START THE DATA
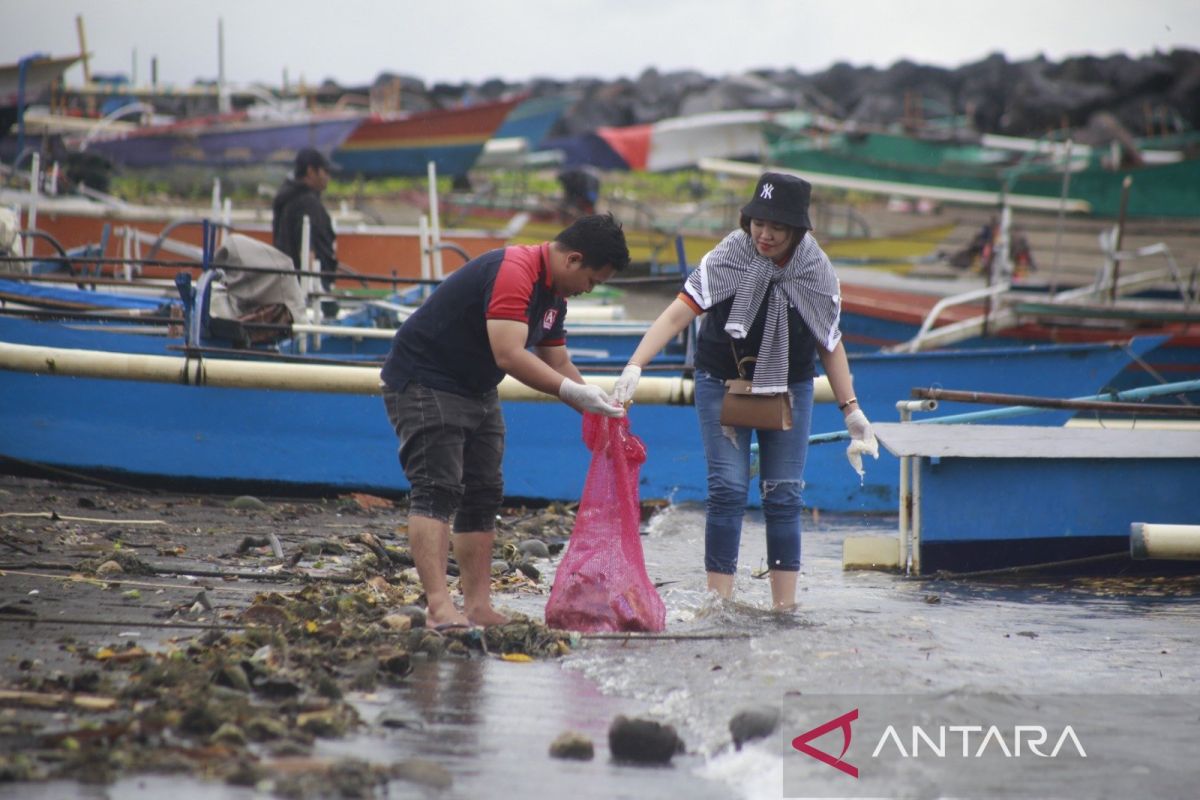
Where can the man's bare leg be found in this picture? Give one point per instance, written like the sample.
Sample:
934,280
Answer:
430,541
473,552
721,584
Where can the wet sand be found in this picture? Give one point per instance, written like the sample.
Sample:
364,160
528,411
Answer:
484,725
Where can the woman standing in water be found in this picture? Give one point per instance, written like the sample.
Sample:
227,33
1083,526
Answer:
772,302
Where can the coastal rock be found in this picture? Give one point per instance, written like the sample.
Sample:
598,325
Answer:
418,770
573,745
753,723
642,741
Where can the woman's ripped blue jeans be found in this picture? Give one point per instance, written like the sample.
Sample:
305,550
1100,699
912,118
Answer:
781,456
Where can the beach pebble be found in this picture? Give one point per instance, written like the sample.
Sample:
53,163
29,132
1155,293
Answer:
247,503
753,723
573,745
642,741
228,733
534,548
397,621
415,614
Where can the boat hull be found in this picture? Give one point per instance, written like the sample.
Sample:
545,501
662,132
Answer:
166,432
403,146
1000,497
225,145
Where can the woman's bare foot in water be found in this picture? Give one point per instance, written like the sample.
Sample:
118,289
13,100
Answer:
444,614
486,617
END THE DATA
YOUR ASSIGNMENT
Keep the pictures out and print all the records exactly as they are.

ANSWER SECTION
Where can the man's bare leg be found in this picture? Give one point per instance, written like the sample.
Sample:
934,280
Answer:
430,541
473,552
721,584
Where can the wet sand be found in this picture? Give one point per instance, written like the sample.
Sample:
364,160
528,411
Answer:
484,725
Where can the woman standing in water be found in this picture? Give one point per instance, written like the sample.
Sample:
227,33
1083,526
Answer:
772,302
Where can the coastal rock be found in this picture? Give one point per instance, written like the sample.
Sample:
598,325
Answer:
418,770
573,745
753,723
642,741
Where can the woman's ripped blue jeans be found in this picture? Give one point per instance, written like the sample.
Sample:
305,550
1100,699
912,118
Answer:
781,456
Where can the beach pebble be found in this picture? Give one point per instance, written like the sample.
Sample:
53,163
29,132
1155,293
Answer:
247,503
753,723
573,745
642,741
228,733
534,548
397,621
415,614
Where can the boat hull be found in this picture? Give one point per instance, written like the sample.
Sample:
545,501
662,132
Answer:
166,432
403,146
1000,497
225,145
Where can the woman's bare foot in water be found in this picture? Give one point per instance, written like the sample.
Sample:
118,289
13,100
Answer:
444,614
486,617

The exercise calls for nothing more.